[GIVEN EXERCISE]: From the Reticulum announce text below, reproduce the portion between "Reticulum networks are" and "and path discovery.", inclusive.

[PASSAGE PROVIDED]:

+ + + +

Reticulum networks are self-configuring. Nodes discover each other through announces - broadcast packets that advertise destination availability. This chapter covers the announce system and path discovery.
In a mesh network, how does node A find node G?
[A]----[B]----[C]
| | |
[D]----[E]----[F]
| | |
[G]----[H]----[I]Without central coordination, nodes must: 1. Advertise their existence 2. Learn about other nodes 3. Build routing tables 4. Forward packets toward destinations
Reticulum solves this with announces and a path table.
An announce broadcasts a destination’s identity to the network.
+------+------+-------------+---------+------------------+
|Header| Hops | Destination | Context | Announce Data |
| 0x01 | 1B | 16B | varies | variable |
+------+------+-------------+---------+------------------+
Header 0x01 = BROADCAST + Header1 + SINGLE + ANNOUNCE+-------------+-----------+-------------+-----------+----------+
| Public Key | Name Hash | Random Hash | Signature | App Data |
| 64 bytes | 10 bytes | 10 bytes | 64 bytes | variable |
+-------------+-----------+-------------+-----------+----------+
Minimum size: 148 bytes+-------------+-----------+-------------+---------+-----------+----------+
| Public Key | Name Hash | Random Hash | Ratchet | Signature | App Data |
| 64 bytes | 10 bytes | 10 bytes | 32 bytes| 64 bytes | variable |
+-------------+-----------+-------------+---------+-----------+----------+
Minimum size: 180 bytes| Field | Size | Description |
|---|---|---|
| Public Key | 64 bytes | X25519 (32B) + Ed25519 (32B) public keys |
| Name Hash | 10 bytes | Truncated hash of application name |
| Random Hash | 10 bytes | 5 random bytes + 5-byte timestamp |
| Ratchet | 32 bytes | Optional forward secrecy ratchet public key |
| Signature | 64 bytes | Ed25519 signature |
| App Data | Variable | Application-specific data |
Ratchet key: When present, the ratchet field contains an X25519 public key used for forward secrecy on single-packet communication. Senders encrypt to this ratchet key instead of the static identity key. The destination periodically rotates ratchet keys (default: every 30 minutes) and deletes old ones. This ensures that compromise of the static identity key doesn’t expose past messages. Ratchet support is optional and indicated by the context flag in the announce packet. See Chapter 5.10 for usage and Appendix A.8 for the full cryptographic details.
The random hash serves two purposes: replay prevention and timing.
Random Hash (10 bytes):
+----------------+------------------+
| Random Data | Emission Time |
| 5 bytes | 5 bytes (big-endian) |
+----------------+------------------+void create_random_hash(uint8_t random_hash[10]) {
// 5 random bytes
randombytes_buf(random_hash, 5);
// 5-byte Unix timestamp (big-endian)

+ + + +

[GIVEN ENTRIES]:
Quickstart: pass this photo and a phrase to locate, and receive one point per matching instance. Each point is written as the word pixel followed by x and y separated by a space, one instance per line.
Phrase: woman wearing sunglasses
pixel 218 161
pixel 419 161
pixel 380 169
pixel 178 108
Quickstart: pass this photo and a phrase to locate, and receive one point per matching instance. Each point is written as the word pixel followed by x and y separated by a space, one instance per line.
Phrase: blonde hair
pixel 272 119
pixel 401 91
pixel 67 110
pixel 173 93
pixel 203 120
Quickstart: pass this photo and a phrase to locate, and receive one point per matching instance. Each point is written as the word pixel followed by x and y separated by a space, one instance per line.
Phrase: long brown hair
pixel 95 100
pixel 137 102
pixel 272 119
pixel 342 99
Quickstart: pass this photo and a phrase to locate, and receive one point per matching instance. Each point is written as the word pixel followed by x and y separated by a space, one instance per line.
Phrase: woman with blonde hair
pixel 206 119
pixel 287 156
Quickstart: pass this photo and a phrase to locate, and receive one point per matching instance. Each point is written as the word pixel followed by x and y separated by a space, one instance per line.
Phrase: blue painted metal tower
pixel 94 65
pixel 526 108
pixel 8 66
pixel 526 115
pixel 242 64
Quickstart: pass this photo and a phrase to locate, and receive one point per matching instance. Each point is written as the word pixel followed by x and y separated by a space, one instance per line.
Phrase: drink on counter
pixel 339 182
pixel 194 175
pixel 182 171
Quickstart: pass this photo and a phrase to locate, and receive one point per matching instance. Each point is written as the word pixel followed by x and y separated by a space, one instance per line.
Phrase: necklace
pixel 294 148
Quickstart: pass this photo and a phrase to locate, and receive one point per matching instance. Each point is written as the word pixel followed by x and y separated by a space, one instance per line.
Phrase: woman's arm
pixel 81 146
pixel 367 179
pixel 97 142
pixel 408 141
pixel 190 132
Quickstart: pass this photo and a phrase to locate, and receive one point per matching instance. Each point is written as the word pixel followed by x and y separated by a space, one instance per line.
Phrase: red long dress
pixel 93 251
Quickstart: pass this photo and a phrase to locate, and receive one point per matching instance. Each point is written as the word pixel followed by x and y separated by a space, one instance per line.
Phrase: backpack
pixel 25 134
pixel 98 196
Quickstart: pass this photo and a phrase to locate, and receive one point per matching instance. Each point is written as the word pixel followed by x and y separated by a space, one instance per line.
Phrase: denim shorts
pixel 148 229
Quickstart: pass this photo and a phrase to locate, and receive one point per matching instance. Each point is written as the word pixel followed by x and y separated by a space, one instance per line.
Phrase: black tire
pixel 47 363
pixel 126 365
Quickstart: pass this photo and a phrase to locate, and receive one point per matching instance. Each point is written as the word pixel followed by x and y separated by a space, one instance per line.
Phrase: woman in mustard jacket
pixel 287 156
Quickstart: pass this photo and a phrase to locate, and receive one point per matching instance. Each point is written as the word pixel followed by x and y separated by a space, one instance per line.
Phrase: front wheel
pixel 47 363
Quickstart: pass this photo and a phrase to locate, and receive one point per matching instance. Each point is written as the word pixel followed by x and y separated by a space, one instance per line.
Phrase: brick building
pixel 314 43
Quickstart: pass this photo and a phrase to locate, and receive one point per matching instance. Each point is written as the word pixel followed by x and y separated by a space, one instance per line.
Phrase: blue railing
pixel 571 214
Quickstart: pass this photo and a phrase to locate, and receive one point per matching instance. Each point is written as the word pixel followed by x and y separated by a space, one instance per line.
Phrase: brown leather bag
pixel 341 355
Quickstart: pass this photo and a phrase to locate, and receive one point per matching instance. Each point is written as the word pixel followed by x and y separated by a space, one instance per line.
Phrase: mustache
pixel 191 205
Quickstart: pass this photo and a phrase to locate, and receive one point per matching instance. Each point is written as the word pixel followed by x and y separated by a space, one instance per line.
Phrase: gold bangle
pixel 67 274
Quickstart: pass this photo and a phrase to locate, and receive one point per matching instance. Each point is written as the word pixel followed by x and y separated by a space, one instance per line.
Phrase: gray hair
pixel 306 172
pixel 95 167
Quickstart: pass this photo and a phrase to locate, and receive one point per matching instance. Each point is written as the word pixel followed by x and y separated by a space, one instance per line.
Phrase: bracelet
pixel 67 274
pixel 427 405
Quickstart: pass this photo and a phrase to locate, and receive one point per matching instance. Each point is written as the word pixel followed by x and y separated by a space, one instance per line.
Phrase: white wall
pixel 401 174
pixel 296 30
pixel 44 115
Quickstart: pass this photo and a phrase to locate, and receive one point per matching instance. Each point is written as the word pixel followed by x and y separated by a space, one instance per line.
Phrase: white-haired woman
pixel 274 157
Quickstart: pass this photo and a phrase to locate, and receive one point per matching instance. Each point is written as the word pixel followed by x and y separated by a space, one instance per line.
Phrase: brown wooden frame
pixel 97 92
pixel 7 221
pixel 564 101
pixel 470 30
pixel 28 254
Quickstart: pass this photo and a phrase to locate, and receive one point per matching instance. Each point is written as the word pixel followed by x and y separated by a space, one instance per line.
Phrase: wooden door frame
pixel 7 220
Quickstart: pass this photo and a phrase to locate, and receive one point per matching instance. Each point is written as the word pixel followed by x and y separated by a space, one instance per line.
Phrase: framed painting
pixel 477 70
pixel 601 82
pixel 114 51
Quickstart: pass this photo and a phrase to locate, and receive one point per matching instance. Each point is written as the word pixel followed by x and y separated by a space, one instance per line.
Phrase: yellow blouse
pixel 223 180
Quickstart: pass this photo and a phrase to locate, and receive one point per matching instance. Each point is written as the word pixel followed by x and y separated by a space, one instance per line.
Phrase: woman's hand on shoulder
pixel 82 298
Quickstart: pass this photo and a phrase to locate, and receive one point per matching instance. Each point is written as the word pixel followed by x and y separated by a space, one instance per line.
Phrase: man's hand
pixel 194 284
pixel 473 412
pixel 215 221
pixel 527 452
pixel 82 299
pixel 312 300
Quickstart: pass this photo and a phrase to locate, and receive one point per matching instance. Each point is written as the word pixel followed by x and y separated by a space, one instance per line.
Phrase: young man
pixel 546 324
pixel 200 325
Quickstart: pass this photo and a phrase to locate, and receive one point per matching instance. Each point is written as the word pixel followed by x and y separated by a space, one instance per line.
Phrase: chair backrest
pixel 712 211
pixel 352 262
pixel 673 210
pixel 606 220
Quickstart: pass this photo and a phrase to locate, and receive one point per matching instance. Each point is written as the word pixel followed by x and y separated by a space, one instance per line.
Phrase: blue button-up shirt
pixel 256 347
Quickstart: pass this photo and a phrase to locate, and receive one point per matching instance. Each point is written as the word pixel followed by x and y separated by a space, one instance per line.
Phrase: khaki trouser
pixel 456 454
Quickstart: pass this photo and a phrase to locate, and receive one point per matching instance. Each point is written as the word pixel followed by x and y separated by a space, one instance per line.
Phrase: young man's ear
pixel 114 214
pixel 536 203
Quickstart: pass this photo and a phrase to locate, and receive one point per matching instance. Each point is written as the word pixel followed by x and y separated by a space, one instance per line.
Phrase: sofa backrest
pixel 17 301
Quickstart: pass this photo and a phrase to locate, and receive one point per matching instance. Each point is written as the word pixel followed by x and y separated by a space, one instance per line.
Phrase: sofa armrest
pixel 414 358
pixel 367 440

+ + + +

[ANSWER TO THIS EXERCISE]:
Reticulum networks are self-configuring. Nodes discover each other through announces - broadcast packets that advertise destination availability. This chapter covers the announce system and path discovery.